** start Data to use **
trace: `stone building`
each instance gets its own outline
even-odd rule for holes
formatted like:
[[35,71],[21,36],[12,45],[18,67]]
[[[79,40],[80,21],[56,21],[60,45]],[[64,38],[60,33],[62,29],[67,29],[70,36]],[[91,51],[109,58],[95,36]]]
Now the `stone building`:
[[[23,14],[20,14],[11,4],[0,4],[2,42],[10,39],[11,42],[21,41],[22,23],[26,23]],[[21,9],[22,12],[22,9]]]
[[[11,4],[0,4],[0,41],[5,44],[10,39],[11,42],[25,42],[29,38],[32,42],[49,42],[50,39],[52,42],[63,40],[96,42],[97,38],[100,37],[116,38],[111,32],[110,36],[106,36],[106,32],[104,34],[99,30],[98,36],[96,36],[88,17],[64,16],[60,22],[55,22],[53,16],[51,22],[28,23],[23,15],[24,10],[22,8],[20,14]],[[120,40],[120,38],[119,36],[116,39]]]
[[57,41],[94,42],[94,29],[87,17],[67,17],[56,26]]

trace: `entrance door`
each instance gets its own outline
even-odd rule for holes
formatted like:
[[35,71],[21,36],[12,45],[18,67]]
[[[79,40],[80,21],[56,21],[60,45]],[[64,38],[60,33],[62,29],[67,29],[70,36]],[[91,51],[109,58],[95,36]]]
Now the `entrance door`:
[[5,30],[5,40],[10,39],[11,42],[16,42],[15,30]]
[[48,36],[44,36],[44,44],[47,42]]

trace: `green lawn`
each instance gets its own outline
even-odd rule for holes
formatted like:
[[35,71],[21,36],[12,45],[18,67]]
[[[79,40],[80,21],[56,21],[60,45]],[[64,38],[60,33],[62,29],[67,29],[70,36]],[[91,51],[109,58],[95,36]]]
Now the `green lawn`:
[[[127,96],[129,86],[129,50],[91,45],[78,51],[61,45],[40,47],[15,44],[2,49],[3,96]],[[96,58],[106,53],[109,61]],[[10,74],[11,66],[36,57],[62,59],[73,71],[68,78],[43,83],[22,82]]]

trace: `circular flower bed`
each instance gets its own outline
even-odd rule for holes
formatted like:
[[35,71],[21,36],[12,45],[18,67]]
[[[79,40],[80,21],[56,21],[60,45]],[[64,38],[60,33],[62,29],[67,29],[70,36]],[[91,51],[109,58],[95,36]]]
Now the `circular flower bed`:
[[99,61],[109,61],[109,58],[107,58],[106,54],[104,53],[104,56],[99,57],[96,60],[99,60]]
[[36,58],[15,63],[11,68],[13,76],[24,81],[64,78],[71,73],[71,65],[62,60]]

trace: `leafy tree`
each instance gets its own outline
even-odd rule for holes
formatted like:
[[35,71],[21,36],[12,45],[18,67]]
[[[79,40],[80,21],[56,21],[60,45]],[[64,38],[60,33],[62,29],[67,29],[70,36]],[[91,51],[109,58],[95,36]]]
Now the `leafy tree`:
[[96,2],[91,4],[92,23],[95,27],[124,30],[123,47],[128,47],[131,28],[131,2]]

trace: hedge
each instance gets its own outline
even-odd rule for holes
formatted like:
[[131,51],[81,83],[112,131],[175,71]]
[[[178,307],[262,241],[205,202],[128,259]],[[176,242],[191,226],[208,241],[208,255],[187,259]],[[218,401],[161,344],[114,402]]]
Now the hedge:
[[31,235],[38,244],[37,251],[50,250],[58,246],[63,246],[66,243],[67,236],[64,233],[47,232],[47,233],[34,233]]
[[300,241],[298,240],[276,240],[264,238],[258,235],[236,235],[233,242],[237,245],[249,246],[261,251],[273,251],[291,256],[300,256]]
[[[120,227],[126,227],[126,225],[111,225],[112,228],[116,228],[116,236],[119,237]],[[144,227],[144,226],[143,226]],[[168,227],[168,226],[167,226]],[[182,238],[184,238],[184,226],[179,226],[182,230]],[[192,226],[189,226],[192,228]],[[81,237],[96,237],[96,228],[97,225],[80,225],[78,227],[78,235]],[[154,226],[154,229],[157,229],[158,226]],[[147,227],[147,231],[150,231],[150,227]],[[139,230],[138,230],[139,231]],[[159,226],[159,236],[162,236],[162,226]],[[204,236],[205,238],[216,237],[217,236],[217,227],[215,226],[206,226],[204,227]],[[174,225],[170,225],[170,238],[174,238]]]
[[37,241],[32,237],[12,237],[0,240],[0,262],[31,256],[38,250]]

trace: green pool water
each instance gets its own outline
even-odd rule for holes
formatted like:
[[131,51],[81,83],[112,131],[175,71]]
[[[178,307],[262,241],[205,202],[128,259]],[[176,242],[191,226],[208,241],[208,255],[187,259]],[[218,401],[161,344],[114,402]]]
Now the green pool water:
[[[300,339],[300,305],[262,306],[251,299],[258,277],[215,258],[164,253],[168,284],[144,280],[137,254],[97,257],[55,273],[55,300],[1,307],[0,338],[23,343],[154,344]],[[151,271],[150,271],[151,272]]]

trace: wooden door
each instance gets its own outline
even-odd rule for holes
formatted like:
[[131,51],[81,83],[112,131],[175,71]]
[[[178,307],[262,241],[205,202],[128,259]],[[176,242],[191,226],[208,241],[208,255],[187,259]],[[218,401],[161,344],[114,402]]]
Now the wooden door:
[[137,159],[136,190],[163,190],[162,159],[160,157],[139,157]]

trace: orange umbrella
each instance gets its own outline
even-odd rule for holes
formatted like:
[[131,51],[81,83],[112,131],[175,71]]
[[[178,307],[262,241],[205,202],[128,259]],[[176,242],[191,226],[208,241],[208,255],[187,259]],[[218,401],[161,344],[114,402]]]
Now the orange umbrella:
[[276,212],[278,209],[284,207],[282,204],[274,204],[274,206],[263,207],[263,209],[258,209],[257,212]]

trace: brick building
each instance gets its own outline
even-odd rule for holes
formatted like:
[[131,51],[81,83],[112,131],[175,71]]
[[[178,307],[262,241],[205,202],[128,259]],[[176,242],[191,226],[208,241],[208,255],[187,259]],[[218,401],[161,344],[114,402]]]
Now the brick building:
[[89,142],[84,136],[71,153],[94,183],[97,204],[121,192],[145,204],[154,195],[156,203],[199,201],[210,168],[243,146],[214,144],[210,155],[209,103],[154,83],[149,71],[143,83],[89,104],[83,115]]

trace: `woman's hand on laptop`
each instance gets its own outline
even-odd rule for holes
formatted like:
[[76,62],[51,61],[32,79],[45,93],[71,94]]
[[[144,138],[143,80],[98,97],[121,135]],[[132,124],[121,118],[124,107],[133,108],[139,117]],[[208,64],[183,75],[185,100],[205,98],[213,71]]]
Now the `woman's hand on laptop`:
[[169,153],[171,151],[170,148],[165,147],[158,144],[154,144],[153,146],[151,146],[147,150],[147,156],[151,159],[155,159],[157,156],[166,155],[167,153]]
** end Data to use **
Work to do: Please quote the lines beginning with the one that contains "trace: wooden door" and continuing through the one that contains "Now the wooden", including both.

In response:
trace: wooden door
each instance gets its own outline
even-odd rule for holes
formatted like:
[[131,51],[81,83],[112,131],[175,71]]
[[[178,307],[262,241],[205,202],[128,259]],[[176,242],[191,226],[208,241],[208,255],[187,259]],[[218,401],[161,344],[114,402]]]
Now the wooden door:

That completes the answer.